# [What this task involves]
Scan the entries below and say how many lines contain "wooden". Write only the number.

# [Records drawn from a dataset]
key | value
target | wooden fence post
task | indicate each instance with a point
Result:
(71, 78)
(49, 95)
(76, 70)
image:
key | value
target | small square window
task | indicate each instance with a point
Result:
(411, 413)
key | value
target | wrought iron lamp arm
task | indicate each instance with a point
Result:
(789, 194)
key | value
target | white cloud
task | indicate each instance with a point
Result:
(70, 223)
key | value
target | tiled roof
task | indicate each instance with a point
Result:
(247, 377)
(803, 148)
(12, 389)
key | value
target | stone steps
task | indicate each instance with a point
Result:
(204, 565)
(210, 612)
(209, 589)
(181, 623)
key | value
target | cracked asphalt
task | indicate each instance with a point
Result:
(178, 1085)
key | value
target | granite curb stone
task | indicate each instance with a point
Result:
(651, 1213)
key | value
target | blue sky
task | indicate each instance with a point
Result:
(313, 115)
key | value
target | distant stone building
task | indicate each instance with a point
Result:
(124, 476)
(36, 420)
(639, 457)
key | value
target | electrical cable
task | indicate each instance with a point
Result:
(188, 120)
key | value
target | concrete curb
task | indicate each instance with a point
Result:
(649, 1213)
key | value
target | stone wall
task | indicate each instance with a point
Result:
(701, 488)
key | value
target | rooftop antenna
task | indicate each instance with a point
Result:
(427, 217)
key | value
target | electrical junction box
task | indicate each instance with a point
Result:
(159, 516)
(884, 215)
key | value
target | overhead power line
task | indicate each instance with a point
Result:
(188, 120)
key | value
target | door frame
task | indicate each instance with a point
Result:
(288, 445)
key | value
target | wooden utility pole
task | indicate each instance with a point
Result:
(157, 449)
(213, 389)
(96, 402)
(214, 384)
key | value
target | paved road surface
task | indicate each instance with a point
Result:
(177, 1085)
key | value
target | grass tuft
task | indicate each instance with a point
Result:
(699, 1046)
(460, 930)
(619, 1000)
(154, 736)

# [Written reply]
2